_WHAT THIS TASK INVOLVES_
Using the text on the smash transition effect, decide whether each of the following statements agrees with it, answering yes or no and quoting the words of the text that settle the matter.
1. The drop_amount variable keeps track of the pixel that the smashed image starts on.
2. Lines from the old image are drawn at less than their full length.
3. Two running instances of the applet can share the fill_pixels array.

_TEXT SECTION_
-- Begin --

Two instance variables, drop_amount and location, are used to create the frames. The location variable keeps track of the pixel that the smashed image starts on. The drop_amount variable stores the number of pixels of the new image to drop onto the smashed image every frame. In other words, it is the number to add to the location variable each frame. A static array called fill_pixels is used to color a whole line of the work_pixels array white.
The smash effect is done by drawing the old image in an accordion-like fashion. It starts out by drawing the first lines of the old image offset to the right. Each progressive line is offset a little bit more to the right. This continues until some maximum left offset is reached. At this point, the offset is reduced every line until an offset of zero is reached. This continues until all of the lines of the smashed image are drawn.
It does not draw the lines from the old image in their entirety. It uses a length that is a bit shorter than the actual length.
The number of lines to draw for the smashed image decreases each frame as the old billboard becomes more and more compacted. This transition uses lines that are evenly distributed across the old image. This ensures that the smashed image does not appear to be falling off the bottom of the applet or sliding under the new image.
setupFillPixels( )
The setupFillPixels( ) static method is used to ensure that the fill_pixels array is initialized and is at least as long as one whole line for this applet. If this array has not been initialized yet or is not long enough for this applet, then this method respectively re-creates or creates and fills in the array. If there is more than one instance of this applet running, both can share this fill_pixels array, but it must be at least as long as the widest applet.

-- End --

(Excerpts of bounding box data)

-- Begin --

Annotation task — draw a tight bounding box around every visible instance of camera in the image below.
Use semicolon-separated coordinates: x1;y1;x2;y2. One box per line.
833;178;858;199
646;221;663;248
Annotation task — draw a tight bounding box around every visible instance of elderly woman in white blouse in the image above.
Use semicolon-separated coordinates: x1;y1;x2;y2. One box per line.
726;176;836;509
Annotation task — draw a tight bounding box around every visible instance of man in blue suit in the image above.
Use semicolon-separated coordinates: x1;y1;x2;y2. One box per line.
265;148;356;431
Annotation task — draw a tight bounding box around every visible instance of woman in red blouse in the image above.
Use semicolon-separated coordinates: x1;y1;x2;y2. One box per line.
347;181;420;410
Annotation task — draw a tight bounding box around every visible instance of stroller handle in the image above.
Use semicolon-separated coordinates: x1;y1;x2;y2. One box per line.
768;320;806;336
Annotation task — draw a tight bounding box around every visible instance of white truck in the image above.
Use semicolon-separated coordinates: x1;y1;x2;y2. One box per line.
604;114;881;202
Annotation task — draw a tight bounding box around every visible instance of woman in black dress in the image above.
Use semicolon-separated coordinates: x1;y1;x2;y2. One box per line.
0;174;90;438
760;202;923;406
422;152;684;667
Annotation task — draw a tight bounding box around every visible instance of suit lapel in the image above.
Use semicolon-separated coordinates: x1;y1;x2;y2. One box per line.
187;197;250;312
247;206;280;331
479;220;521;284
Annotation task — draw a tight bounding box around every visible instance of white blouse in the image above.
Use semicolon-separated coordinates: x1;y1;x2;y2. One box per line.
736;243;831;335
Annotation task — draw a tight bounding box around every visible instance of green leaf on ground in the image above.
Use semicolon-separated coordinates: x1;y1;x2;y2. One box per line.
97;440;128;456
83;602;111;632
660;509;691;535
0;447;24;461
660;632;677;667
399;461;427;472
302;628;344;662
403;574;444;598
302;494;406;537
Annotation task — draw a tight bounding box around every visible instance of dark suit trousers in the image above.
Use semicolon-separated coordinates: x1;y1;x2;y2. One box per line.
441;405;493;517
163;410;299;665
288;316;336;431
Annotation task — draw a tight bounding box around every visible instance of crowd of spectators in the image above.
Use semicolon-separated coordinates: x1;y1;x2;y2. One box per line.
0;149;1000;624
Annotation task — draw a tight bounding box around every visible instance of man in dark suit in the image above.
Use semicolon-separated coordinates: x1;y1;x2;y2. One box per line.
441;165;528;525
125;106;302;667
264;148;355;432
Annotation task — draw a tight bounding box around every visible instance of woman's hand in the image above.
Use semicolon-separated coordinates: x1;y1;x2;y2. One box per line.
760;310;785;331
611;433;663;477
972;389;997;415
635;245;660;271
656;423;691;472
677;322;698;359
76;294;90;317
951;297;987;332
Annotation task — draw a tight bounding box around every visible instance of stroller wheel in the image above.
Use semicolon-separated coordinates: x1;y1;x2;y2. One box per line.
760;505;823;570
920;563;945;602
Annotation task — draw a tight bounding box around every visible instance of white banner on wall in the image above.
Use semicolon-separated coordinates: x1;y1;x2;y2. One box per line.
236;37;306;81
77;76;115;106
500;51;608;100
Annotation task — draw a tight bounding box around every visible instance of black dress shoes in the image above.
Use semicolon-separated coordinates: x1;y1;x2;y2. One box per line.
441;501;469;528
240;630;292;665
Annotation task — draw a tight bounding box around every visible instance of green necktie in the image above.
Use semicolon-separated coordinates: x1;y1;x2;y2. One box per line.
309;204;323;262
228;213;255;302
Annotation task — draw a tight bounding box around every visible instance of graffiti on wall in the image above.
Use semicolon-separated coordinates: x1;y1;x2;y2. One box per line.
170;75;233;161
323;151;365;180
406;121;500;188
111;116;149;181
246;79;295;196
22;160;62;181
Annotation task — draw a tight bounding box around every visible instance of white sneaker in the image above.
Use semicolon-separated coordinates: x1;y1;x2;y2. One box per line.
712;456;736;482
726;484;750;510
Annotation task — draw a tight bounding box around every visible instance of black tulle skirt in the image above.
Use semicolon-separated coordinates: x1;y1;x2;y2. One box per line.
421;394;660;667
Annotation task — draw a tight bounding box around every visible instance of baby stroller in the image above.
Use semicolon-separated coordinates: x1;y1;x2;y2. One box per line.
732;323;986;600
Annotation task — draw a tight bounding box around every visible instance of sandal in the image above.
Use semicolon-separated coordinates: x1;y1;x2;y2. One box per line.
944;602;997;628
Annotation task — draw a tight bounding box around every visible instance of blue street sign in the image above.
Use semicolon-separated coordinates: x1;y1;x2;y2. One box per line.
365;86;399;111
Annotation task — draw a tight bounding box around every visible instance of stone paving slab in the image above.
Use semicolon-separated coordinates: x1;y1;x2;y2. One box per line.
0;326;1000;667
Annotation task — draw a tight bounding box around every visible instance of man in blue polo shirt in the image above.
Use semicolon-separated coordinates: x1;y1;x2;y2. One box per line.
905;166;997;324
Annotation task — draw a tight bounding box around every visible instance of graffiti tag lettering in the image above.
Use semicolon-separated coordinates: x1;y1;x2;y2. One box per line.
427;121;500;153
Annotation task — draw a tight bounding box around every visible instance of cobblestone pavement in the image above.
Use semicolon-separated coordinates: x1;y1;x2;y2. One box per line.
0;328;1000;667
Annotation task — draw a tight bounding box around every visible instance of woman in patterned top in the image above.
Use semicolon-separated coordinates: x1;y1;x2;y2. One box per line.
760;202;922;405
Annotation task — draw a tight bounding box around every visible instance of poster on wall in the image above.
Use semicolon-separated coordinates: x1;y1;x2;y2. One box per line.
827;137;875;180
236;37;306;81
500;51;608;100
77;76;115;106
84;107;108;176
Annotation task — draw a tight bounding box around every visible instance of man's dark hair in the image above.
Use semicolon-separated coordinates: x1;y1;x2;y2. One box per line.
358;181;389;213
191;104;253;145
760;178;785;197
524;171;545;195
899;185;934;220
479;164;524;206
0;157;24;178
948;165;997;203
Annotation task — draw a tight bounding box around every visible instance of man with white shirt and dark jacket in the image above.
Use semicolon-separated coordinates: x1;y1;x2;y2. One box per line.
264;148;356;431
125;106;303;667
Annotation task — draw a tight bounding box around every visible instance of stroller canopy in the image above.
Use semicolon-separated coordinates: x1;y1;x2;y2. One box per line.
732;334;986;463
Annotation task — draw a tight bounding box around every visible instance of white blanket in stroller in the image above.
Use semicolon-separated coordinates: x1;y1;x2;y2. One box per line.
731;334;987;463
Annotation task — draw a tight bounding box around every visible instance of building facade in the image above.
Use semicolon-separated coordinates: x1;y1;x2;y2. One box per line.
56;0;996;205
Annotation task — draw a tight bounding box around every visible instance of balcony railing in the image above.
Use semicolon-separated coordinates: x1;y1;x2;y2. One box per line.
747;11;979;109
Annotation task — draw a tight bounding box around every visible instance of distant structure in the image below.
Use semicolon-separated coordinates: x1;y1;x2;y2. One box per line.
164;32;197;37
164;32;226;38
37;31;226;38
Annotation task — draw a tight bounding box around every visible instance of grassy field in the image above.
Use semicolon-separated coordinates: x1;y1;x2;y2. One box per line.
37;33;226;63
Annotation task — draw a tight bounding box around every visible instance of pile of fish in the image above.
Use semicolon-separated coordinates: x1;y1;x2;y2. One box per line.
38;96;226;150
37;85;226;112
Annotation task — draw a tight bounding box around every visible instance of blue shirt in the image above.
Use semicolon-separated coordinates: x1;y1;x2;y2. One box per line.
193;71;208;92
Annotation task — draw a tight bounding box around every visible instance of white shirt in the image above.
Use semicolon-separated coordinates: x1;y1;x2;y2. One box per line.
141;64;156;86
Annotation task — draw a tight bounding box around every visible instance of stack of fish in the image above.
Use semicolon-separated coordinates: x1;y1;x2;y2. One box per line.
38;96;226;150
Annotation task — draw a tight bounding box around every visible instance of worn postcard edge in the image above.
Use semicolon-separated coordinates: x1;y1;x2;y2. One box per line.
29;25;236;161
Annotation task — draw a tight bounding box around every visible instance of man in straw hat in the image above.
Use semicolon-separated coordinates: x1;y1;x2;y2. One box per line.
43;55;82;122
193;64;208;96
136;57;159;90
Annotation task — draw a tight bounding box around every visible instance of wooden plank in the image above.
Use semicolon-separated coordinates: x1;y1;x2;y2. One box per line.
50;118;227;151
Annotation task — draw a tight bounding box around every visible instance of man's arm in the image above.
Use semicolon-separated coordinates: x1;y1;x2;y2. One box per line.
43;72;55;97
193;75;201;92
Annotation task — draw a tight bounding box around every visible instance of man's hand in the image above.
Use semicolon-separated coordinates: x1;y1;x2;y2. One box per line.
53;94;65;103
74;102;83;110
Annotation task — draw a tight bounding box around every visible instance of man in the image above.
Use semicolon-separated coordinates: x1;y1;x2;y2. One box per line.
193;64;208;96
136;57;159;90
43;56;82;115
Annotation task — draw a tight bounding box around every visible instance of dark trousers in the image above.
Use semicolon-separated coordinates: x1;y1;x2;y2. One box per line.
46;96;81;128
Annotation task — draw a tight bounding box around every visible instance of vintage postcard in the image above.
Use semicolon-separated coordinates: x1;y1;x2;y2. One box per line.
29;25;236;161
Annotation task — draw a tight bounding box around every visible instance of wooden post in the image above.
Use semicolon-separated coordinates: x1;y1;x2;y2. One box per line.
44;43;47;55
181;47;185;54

-- End --

_THE SOLUTION_
1. No: "The location variable keeps track of the pixel that the smashed image starts on."
2. Yes: "It uses a length that is a bit shorter than the actual length."
3. Yes: "If there is more than one instance of this applet running, both can share this fill_pixels array"